+++ Provided data +++

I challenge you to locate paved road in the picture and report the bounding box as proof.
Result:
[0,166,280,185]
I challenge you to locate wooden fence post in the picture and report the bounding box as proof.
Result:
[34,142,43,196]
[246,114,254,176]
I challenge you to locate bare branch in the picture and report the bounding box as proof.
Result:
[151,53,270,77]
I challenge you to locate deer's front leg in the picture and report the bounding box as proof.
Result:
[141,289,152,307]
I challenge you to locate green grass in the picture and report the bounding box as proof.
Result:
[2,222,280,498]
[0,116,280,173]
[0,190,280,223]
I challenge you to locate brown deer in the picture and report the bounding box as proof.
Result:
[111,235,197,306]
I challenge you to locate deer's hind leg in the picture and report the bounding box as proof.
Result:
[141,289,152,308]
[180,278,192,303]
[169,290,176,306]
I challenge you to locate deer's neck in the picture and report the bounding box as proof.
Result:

+++
+++ Provided data +++

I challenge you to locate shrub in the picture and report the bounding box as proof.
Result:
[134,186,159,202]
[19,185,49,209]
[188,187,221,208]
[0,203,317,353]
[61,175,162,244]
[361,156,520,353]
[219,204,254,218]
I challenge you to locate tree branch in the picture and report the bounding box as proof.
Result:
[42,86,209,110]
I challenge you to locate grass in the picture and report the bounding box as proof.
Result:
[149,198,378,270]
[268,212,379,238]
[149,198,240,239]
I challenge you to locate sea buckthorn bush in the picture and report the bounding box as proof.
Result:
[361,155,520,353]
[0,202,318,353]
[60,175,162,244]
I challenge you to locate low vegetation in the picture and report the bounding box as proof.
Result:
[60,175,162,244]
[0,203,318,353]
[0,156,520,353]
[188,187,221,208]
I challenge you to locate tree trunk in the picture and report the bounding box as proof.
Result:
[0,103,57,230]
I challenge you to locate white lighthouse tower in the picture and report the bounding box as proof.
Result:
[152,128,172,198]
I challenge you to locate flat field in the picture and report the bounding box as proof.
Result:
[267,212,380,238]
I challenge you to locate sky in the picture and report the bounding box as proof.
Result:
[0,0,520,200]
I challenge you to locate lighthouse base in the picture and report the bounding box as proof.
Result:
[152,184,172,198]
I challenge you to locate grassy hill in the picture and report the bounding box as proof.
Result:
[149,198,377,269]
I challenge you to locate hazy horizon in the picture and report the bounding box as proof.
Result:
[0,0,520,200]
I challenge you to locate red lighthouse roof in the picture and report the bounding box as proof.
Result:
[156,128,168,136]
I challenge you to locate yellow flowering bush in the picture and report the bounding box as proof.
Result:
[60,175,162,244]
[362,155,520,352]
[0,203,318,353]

+++

Rewrite the items starting at the line containing "I challenge you to locate sea" and ending after the line containing "[0,103,57,230]", with each bounding-box coordinate in the answers multiplied by 2.1 and rounded to the nearest whole number, halves rounding up. Reproduce only these lines, with their requests unchanged.

I challenge you to locate sea buckthorn bush in the picture and report the bounding box as proof.
Result:
[758,326,1092,741]
[0,424,668,741]
[126,368,340,512]
I challenge you to locate low vegetation in the picture and report the bounding box as proof.
Result:
[126,368,340,512]
[0,426,668,741]
[0,328,1092,741]
[395,393,464,437]
I challenge you to locate tree trunk in the picture and report the bounding box as proof.
Result:
[0,216,120,483]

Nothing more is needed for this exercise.